Print the lines from the start of the data through the line containing "Query: green stem", keeping both ends and copying every line unchanged.

━━━━━ Stored records

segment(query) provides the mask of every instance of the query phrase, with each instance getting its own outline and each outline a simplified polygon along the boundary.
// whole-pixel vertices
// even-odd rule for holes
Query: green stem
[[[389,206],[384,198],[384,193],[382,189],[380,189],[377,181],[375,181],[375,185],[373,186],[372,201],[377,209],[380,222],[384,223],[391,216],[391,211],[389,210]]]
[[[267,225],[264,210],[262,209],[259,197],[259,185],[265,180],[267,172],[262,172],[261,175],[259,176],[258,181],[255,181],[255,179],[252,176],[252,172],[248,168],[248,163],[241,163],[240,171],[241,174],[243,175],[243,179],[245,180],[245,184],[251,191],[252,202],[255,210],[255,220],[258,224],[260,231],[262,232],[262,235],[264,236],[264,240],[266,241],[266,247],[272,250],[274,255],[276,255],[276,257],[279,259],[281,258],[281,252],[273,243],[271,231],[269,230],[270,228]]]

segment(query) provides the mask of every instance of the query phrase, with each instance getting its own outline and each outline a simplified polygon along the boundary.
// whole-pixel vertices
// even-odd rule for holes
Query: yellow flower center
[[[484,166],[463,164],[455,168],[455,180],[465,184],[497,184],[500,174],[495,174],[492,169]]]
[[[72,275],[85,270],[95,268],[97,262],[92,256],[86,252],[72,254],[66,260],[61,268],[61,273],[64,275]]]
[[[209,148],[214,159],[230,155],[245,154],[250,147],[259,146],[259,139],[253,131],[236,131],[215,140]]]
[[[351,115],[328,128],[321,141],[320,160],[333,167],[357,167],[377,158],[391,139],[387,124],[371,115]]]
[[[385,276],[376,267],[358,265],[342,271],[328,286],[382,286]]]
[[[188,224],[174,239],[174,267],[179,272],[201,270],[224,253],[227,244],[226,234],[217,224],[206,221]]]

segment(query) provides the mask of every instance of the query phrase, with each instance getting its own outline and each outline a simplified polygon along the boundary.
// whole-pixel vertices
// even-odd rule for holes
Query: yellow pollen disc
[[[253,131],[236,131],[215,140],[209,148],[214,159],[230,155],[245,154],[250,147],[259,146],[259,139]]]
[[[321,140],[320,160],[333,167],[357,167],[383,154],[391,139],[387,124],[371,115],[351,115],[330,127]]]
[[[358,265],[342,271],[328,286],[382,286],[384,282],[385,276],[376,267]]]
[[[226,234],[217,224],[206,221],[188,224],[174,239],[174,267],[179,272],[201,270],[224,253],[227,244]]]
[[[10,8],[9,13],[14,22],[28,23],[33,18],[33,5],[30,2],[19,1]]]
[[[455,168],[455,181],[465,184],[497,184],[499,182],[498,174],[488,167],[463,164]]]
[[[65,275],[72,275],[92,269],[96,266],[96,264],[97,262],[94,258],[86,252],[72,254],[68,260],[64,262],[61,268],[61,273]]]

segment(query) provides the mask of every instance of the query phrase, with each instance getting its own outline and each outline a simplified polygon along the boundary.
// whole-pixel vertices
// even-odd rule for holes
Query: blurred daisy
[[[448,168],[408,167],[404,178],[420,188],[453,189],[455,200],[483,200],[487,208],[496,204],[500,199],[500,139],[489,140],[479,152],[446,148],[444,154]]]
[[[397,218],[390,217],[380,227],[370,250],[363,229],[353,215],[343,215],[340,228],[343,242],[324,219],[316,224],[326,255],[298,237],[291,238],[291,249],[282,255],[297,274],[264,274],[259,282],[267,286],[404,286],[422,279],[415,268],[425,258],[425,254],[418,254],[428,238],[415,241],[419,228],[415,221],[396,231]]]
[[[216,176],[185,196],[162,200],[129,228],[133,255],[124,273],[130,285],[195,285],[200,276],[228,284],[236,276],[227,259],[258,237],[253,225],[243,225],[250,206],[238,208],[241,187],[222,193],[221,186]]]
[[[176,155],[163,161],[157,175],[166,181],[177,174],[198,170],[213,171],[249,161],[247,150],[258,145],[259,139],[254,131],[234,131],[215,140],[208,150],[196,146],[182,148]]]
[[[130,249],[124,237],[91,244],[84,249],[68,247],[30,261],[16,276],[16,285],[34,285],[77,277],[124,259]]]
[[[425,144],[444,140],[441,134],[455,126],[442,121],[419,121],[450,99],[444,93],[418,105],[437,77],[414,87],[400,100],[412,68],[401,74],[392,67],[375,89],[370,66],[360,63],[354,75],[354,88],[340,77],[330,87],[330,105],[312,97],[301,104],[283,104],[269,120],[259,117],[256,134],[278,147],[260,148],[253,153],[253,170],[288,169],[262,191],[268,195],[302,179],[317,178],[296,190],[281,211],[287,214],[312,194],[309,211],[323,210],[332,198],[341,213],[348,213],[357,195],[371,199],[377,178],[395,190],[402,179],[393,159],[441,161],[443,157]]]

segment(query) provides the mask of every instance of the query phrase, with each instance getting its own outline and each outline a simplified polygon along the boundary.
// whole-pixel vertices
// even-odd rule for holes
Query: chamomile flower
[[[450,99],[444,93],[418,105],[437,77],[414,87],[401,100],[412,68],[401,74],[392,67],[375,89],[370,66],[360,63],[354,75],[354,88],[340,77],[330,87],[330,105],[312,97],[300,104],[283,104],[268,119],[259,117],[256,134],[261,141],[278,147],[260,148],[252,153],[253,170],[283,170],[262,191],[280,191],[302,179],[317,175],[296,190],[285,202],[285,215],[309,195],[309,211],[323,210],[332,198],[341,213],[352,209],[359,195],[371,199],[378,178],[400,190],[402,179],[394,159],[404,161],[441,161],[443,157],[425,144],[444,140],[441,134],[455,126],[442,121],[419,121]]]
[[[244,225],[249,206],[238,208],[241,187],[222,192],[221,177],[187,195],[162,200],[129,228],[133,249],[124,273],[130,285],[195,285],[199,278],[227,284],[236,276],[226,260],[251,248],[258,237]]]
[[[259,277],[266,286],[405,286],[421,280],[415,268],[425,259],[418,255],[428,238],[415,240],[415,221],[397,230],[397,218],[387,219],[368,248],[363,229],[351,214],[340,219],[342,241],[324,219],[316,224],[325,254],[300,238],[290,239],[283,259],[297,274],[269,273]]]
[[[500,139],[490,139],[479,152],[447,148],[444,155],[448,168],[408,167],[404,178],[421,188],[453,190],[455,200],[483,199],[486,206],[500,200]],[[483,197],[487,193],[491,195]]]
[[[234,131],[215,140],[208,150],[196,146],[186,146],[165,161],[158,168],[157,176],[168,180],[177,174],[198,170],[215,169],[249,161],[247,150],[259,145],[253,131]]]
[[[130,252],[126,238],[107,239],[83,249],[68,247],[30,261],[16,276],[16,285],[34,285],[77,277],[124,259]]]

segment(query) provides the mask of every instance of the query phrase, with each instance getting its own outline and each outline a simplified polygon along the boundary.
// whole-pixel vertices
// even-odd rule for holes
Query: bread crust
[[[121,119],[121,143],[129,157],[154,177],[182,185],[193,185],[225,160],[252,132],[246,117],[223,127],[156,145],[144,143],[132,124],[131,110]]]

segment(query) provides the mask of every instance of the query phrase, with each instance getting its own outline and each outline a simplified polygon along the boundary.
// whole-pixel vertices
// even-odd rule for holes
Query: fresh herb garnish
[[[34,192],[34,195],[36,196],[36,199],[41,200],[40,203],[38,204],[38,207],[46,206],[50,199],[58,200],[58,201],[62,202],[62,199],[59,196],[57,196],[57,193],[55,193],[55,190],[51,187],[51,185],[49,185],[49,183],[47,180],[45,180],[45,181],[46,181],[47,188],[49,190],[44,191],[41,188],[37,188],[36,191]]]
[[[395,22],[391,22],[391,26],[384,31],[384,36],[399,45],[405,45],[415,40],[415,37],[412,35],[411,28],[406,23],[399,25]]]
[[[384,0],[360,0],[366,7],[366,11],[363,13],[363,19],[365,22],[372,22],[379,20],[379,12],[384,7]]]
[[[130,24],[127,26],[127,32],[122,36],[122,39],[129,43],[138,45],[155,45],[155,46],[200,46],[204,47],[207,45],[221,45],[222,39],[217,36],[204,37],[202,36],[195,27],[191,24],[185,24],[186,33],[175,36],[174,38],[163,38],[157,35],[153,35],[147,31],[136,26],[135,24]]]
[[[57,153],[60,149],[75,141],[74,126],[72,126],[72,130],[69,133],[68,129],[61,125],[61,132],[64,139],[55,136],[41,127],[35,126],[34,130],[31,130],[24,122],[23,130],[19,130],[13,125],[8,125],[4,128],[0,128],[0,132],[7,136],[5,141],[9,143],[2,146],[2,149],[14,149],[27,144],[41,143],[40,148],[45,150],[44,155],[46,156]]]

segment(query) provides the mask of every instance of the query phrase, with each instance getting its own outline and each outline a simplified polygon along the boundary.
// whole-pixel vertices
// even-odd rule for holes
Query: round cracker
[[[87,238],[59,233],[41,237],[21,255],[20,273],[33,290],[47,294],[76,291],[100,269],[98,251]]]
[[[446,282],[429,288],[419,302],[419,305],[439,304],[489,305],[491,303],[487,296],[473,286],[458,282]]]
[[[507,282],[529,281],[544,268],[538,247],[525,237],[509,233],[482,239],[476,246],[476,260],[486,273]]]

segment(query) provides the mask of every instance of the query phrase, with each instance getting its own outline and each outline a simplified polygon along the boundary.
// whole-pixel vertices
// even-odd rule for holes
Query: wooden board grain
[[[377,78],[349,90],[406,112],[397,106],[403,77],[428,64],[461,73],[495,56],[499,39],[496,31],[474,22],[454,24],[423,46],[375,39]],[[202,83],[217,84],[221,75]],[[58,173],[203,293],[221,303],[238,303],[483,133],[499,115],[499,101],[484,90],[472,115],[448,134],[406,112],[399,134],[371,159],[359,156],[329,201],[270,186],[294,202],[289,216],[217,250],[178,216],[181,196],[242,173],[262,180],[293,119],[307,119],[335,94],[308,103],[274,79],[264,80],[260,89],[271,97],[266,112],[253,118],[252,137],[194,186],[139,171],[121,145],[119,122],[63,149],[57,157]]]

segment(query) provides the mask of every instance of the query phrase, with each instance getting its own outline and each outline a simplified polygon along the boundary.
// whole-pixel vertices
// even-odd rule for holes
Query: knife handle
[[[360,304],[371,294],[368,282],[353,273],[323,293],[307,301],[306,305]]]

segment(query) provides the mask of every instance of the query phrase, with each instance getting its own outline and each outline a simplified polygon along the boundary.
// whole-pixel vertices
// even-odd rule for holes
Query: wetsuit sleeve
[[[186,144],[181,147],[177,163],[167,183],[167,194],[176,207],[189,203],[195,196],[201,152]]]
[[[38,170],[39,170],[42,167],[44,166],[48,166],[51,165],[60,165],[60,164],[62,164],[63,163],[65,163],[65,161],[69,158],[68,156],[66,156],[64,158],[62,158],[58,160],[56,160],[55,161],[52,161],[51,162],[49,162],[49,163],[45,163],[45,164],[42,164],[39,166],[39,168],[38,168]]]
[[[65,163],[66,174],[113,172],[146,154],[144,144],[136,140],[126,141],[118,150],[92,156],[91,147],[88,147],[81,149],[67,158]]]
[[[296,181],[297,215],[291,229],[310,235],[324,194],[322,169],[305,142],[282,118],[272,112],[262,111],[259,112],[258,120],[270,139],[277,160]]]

━━━━━━━━━━

* [Written reply]
segment(query) provides the mask of every instance of the query phrase, with each instance getting its own outline and each outline a simplified polygon along the boundary.
// whole-pixel vertices
// even-odd rule for holes
Query: green stem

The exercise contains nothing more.